### What needs to be done
The full set of entries needs to be reproduced exactly.

----------------

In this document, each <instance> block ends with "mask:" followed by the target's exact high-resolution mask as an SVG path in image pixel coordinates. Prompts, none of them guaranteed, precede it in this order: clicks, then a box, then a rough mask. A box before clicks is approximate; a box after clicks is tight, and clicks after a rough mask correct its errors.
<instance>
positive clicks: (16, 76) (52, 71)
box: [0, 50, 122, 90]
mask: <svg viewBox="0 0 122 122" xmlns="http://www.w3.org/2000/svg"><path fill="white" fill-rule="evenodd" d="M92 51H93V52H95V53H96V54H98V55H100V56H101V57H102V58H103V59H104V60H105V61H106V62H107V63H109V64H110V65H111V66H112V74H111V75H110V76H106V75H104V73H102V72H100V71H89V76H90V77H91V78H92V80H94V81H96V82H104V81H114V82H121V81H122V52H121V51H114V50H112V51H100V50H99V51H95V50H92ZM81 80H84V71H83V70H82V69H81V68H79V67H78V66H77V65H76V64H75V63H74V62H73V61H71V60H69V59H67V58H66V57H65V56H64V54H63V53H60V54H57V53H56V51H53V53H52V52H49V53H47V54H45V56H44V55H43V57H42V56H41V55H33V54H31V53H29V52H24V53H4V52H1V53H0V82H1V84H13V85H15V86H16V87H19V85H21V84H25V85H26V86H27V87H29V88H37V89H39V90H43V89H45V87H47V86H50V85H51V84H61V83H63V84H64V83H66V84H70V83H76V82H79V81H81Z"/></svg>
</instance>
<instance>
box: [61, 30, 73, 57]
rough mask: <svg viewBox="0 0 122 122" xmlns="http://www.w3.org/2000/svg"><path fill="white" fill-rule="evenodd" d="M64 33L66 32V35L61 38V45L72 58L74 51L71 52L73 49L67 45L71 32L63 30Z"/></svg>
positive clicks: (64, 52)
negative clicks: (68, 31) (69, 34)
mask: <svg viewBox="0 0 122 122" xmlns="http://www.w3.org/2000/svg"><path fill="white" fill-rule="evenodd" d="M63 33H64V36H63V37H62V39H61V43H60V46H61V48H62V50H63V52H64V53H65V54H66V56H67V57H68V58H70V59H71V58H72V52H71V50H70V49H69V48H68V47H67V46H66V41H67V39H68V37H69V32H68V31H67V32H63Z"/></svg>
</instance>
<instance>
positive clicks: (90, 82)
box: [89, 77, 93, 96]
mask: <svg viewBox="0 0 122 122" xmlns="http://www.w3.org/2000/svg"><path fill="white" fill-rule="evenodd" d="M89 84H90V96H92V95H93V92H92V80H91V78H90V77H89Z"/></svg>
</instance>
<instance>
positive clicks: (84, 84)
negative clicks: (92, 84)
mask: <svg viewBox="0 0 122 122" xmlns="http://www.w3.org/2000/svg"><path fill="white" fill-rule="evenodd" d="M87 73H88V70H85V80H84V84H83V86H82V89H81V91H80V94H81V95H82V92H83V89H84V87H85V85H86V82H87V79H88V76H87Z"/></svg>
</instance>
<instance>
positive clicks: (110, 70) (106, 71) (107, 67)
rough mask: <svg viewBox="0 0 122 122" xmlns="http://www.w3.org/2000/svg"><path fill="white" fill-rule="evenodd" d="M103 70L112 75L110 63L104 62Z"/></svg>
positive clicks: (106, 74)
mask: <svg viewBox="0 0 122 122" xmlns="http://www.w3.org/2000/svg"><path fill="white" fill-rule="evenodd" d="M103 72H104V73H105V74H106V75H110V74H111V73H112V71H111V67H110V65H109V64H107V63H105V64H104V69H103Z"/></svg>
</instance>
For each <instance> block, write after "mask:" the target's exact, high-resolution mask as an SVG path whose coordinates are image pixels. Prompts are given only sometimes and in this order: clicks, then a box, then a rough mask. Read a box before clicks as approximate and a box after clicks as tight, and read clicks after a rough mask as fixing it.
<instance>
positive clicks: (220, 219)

----------------

### Finished exercise
In this document, each <instance> block ends with "mask:" followed by the target's exact high-resolution mask as an SVG path in image pixel coordinates. Prompts, none of them guaranteed, precede it in this order: clicks, then a box, then a rough mask. A box before clicks is approximate; a box after clicks is tight, and clicks after a rough mask correct its errors.
<instance>
positive clicks: (16, 76) (52, 71)
box: [0, 50, 122, 90]
mask: <svg viewBox="0 0 122 122" xmlns="http://www.w3.org/2000/svg"><path fill="white" fill-rule="evenodd" d="M92 51H93V52H95V53H96V54H98V55H100V56H101V57H102V58H103V59H104V60H105V61H106V62H107V63H109V64H110V65H111V66H112V74H111V75H110V76H106V75H104V73H102V72H100V71H89V76H90V77H91V78H92V80H94V81H96V82H104V81H114V82H121V81H122V52H121V51H114V50H112V51H100V50H99V51H95V50H92ZM81 80H84V71H83V70H82V69H81V68H79V67H78V66H77V65H76V64H75V63H74V62H73V61H71V60H69V59H67V58H66V57H65V56H64V54H63V53H60V54H57V53H56V51H53V53H52V52H49V53H47V54H45V56H44V55H43V57H42V56H41V55H33V54H31V53H29V52H24V53H4V52H1V53H0V82H1V84H13V85H15V86H16V87H19V85H21V84H25V85H26V86H27V87H29V88H37V89H39V90H43V89H45V87H47V86H50V85H51V84H61V83H63V84H64V83H66V84H70V83H76V82H79V81H81Z"/></svg>
</instance>
<instance>
box: [61, 30, 73, 57]
rough mask: <svg viewBox="0 0 122 122" xmlns="http://www.w3.org/2000/svg"><path fill="white" fill-rule="evenodd" d="M64 33L66 32V35L61 38V45L72 58L74 51L71 52L73 49L67 45L71 32L63 30Z"/></svg>
positive clicks: (64, 52)
negative clicks: (68, 31) (69, 34)
mask: <svg viewBox="0 0 122 122" xmlns="http://www.w3.org/2000/svg"><path fill="white" fill-rule="evenodd" d="M63 33H64V36H63V37H62V39H61V43H60V46H61V48H62V50H63V52H64V53H65V54H66V56H67V57H68V58H70V59H71V58H72V52H71V50H70V49H69V48H68V47H67V46H66V41H67V39H68V37H69V32H68V31H67V32H63Z"/></svg>
</instance>
<instance>
positive clicks: (90, 82)
box: [89, 77, 93, 96]
mask: <svg viewBox="0 0 122 122" xmlns="http://www.w3.org/2000/svg"><path fill="white" fill-rule="evenodd" d="M89 84H90V96H92V95H93V92H92V80H91V78H90V77H89Z"/></svg>
</instance>
<instance>
positive clicks: (84, 84)
negative clicks: (92, 84)
mask: <svg viewBox="0 0 122 122" xmlns="http://www.w3.org/2000/svg"><path fill="white" fill-rule="evenodd" d="M87 73H88V70H85V80H84V84H83V86H82V89H81V91H80V94H81V95H82V92H83V89H84V87H85V85H86V82H87V79H88V76H87Z"/></svg>
</instance>
<instance>
positive clicks: (110, 70) (106, 71) (107, 67)
rough mask: <svg viewBox="0 0 122 122" xmlns="http://www.w3.org/2000/svg"><path fill="white" fill-rule="evenodd" d="M103 70L112 75L110 63L104 62Z"/></svg>
positive clicks: (106, 74)
mask: <svg viewBox="0 0 122 122" xmlns="http://www.w3.org/2000/svg"><path fill="white" fill-rule="evenodd" d="M103 72H104V73H105V74H106V75H110V74H111V73H112V71H111V67H110V65H109V64H107V63H105V64H104V69H103Z"/></svg>
</instance>
For each <instance> block, write after "mask:" the target's exact, high-resolution mask as an SVG path whose coordinates are image pixels. Prompts are given only sometimes and in this order: clicks, then a box, then a rough mask. Read a box before clicks as approximate and a box after clicks as tight, and read clicks after a rough mask as fixing it.
<instance>
positive clicks: (220, 219)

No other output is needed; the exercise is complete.